• _Written problem_
Which lines of the listing below contain the string "flower"? Copy each of them, treating case as significant.

• _Material shown_
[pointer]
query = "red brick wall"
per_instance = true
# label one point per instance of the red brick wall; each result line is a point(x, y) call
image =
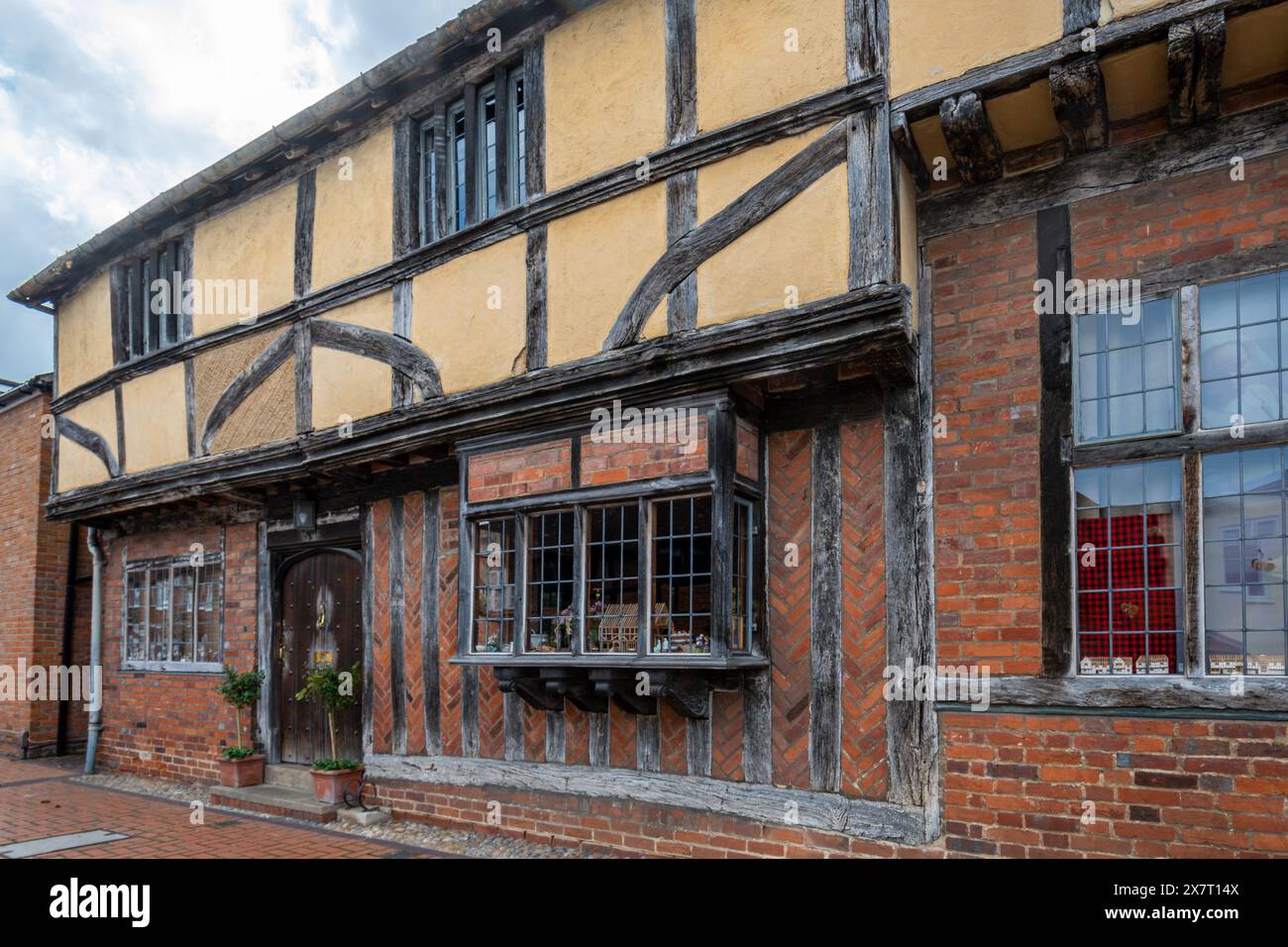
point(986, 371)
point(175, 724)
point(33, 571)
point(520, 471)
point(863, 650)
point(1064, 787)
point(618, 463)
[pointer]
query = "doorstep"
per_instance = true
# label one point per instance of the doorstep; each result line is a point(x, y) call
point(274, 799)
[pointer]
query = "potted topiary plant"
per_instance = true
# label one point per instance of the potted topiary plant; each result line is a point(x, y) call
point(335, 690)
point(241, 766)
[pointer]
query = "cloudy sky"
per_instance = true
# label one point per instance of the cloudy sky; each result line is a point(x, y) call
point(104, 103)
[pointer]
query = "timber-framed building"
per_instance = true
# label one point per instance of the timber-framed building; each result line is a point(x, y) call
point(648, 395)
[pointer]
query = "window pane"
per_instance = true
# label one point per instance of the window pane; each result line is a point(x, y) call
point(137, 616)
point(1129, 569)
point(181, 598)
point(209, 596)
point(1243, 562)
point(1127, 372)
point(552, 557)
point(1241, 338)
point(493, 583)
point(682, 578)
point(612, 582)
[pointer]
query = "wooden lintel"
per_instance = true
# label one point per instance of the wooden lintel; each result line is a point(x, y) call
point(971, 138)
point(1078, 101)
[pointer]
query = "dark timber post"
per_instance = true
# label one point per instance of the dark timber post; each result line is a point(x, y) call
point(1055, 412)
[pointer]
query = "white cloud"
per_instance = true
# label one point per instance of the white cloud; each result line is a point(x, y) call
point(197, 80)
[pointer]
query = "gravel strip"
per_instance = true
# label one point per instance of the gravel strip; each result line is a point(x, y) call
point(451, 840)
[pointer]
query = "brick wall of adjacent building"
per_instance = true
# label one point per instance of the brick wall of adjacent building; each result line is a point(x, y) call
point(1081, 784)
point(33, 573)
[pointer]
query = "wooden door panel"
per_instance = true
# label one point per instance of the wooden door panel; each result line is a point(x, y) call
point(321, 599)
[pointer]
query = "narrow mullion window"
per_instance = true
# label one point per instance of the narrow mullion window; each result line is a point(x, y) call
point(456, 206)
point(428, 204)
point(518, 145)
point(487, 155)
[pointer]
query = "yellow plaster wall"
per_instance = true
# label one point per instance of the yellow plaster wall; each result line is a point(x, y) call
point(352, 385)
point(1117, 9)
point(85, 334)
point(1024, 118)
point(454, 321)
point(353, 217)
point(745, 62)
point(605, 89)
point(253, 241)
point(804, 244)
point(77, 467)
point(1134, 81)
point(156, 420)
point(1256, 46)
point(593, 262)
point(932, 40)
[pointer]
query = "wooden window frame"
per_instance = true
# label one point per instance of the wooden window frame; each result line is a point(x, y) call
point(719, 480)
point(1192, 444)
point(137, 333)
point(166, 567)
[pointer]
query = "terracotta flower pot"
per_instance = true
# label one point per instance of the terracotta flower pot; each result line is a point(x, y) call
point(248, 771)
point(329, 785)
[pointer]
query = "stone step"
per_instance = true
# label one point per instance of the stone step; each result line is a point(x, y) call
point(274, 800)
point(288, 775)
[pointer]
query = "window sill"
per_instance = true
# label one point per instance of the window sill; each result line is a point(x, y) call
point(1173, 693)
point(635, 685)
point(172, 667)
point(734, 663)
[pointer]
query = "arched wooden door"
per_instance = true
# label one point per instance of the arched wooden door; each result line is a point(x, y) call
point(321, 599)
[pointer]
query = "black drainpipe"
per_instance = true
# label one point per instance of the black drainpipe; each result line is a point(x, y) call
point(68, 628)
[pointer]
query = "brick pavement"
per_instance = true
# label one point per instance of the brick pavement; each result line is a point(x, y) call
point(39, 800)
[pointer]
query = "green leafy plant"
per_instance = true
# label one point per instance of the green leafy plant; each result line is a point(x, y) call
point(334, 764)
point(240, 689)
point(335, 690)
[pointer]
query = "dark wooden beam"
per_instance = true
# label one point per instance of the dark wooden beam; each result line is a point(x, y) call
point(537, 307)
point(1021, 69)
point(1078, 101)
point(91, 442)
point(858, 325)
point(704, 149)
point(397, 621)
point(703, 243)
point(246, 381)
point(535, 116)
point(305, 200)
point(1186, 151)
point(906, 147)
point(1055, 434)
point(870, 172)
point(825, 611)
point(393, 351)
point(1194, 54)
point(971, 138)
point(1080, 14)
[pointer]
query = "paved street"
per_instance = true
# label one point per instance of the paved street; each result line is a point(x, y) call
point(40, 804)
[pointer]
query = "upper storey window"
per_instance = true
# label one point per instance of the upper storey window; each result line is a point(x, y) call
point(151, 307)
point(473, 158)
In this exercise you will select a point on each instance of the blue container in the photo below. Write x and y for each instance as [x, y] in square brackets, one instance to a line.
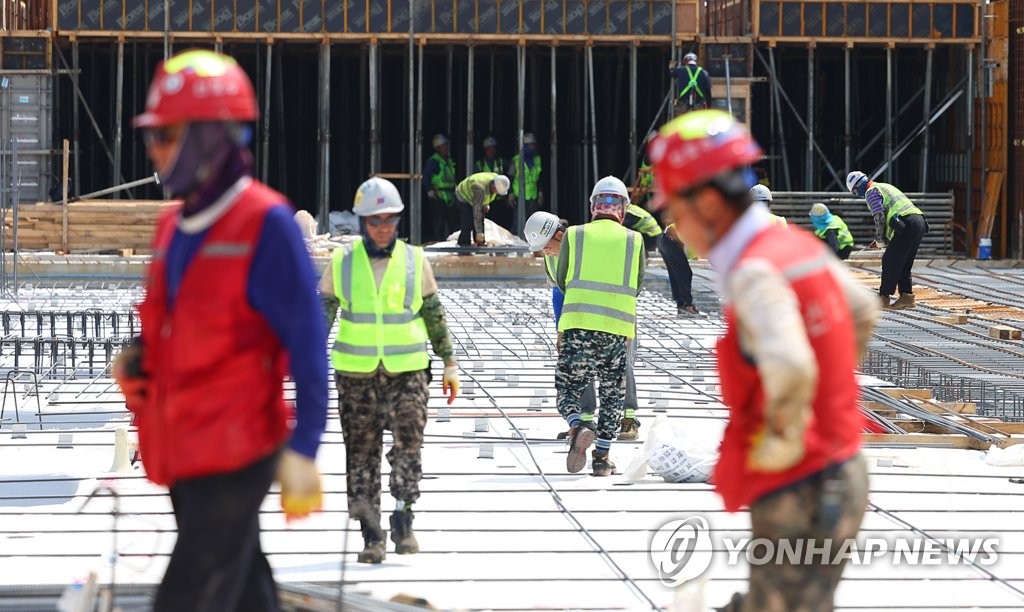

• _Exercise output_
query = "terracotta flower pot"
# label one point per instance of the terracotta flower pot; each result line is a point(x, y) call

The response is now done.